* [TEXT]:
+--

In April, the United States Postal Service had a plan in place to send five reusable masks to every American home. It was a step that would have saved lives by the thousands, not just because it would have made masks immediately more available at a time when many were having difficulty finding them, but because it would have publicly established mask-wearing as an integral part of fighting COVID-19 and cut through conflicting messages. But that plan, which reached the stage of a draft announcement, was cancelled at the last minute.
The end of the plan to send masks to families came at the same time that Donald Trump decided to cancel the national testing strategy that he had rolled out to America on March 13. That plan, which was also expected to launch in April, was halted because the White House decided that it might save more lives in blue states than in red states … and Trump didn’t want that. According to a White House source, the belief was that COVID-19, “… was going to be relegated to Democratic states, that they could blame those governors, and that would be an effective political strategy.”
- There was a plan in place to provide national testing. Trump had already announced the basics of that plan and the details were circulating around the White House.
- There was a plan in place, proposed by the Department of Health and Human Services, to distribute masks for every American through the mail. However, “the White House nixed the plan.”
In the case of the testing plan at least, the express reason that it was cancelled was so that more people would die in blue states and it could be blamed on Democratic governors. Which is exactly what Donald Trump did on Wednesday.
At a Wednesday briefing, Trump executed on that April plan to allow more deaths in blue states, then blame blue state governors. “If you take the blue states out,” said Trump, “we’re at a level that I don’t think anybody in the world would be at. We’re really at a very low level. But some of the states, they were blue states and blue state-managed.” In addition to the fact that this is an absolute lie (as
Laura Clawson points out, even if you only included the red states, the United States would still have the second highest level of deaths in the world), it shows that exposure of Trump’s deceptions over COVID-19, and revelations of his intentional harm to Americans not only hasn’t generated an appropriate level of tar-and-feathers outrage, it hasn’t kept Trump from actually carrying on with his plan.
Donald Trump is someone who was confronted with a real-life version of the Trolley Problem, and asked “Is there a way I can get the trolley to hit more people?” So he could blame them for being hit.
Had Americans adopted mask wearing wholesale back in April, there is very little doubt that the death toll at this point would be a small fraction of what it is today. As a study published in July found, “countries that had early mask usage experienced per-capita mortality several orders of magnitude less than countries that did not.”
Americans didn’t get testing, even though testing was available. Americans didn’t get masks, even though masks were ready to send. Those things didn’t happen through either accident or incompetence. They were conscious decisions made so that Trump could do exactly what he is doing right now: Point to blue states and blame the leadership there for deaths.
Restrictions on businesses initiated by governors as a response to the pandemic are not, as William Barr has claimed, the worst restriction on civil liberties since slavery. But the actions of Trump in purposely halting testing and mask distribution may truly be the most immoral actions since the holocaust.

+--

Records from a data source

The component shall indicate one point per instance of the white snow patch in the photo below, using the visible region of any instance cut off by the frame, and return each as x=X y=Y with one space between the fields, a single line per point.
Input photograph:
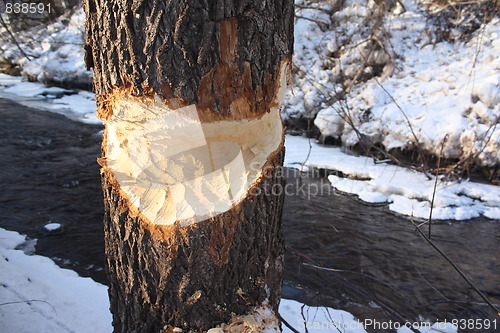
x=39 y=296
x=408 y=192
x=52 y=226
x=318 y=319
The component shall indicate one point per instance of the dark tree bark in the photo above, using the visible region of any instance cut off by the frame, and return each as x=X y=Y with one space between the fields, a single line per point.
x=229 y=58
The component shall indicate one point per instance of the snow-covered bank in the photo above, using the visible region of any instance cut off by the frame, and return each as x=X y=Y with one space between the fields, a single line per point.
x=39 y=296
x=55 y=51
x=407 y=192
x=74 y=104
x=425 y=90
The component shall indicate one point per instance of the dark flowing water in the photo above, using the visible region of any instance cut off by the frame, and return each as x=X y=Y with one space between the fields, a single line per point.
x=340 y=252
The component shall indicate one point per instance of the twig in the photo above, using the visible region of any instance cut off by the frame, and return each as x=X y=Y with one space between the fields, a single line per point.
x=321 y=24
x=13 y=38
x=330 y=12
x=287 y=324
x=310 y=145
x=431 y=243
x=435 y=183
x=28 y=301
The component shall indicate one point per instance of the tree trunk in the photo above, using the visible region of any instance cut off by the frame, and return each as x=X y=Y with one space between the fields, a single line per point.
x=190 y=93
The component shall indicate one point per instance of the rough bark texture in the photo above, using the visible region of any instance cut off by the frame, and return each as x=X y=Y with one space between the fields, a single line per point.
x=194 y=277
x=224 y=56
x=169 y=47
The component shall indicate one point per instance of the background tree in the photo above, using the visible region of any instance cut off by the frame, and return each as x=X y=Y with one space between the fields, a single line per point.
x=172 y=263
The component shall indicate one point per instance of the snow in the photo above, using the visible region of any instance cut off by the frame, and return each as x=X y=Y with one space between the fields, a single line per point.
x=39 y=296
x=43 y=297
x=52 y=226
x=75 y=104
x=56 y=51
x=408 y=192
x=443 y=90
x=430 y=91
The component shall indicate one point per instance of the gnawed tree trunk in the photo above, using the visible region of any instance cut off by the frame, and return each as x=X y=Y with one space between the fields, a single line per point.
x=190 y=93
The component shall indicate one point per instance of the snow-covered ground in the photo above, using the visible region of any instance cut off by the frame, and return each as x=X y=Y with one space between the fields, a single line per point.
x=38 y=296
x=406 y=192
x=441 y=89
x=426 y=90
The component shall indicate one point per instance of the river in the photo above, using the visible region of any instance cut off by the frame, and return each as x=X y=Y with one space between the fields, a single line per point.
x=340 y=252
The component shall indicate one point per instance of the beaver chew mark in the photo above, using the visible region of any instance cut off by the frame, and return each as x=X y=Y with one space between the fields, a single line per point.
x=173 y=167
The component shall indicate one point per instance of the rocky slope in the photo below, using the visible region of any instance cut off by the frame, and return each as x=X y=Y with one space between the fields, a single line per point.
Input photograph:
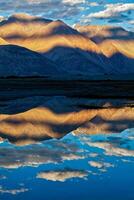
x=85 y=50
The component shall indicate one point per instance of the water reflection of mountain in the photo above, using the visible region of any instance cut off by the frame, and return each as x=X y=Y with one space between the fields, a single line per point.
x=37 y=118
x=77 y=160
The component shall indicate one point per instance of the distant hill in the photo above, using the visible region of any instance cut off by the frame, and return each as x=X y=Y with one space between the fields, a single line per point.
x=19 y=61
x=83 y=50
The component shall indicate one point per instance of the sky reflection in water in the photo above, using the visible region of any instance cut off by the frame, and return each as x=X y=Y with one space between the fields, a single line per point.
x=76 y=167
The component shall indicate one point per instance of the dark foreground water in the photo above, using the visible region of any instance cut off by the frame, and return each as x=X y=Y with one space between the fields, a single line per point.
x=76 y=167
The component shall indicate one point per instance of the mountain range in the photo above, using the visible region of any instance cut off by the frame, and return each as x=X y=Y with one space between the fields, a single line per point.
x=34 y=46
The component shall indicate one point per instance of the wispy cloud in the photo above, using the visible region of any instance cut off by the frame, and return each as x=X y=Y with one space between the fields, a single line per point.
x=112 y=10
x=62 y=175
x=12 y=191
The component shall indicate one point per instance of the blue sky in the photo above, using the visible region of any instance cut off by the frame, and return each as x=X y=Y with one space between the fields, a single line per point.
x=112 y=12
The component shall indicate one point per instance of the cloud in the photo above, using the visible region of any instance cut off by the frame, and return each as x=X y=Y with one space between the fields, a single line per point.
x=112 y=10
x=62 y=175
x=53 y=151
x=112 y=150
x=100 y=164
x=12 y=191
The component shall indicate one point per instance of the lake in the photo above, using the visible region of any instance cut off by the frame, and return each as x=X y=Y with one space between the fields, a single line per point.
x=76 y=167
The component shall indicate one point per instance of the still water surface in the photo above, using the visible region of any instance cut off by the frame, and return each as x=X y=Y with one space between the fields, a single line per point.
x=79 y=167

+--

* [WHAT THE EXERCISE ASKS]:
Can you write out the passage in the text on the canceled mask and testing plans from "Had Americans adopted" up to and including "there for deaths.", word for word?

* [EXERCISE ANSWER]:
Had Americans adopted mask wearing wholesale back in April, there is very little doubt that the death toll at this point would be a small fraction of what it is today. As a study published in July found, “countries that had early mask usage experienced per-capita mortality several orders of magnitude less than countries that did not.”
Americans didn’t get testing, even though testing was available. Americans didn’t get masks, even though masks were ready to send. Those things didn’t happen through either accident or incompetence. They were conscious decisions made so that Trump could do exactly what he is doing right now: Point to blue states and blame the leadership there for deaths.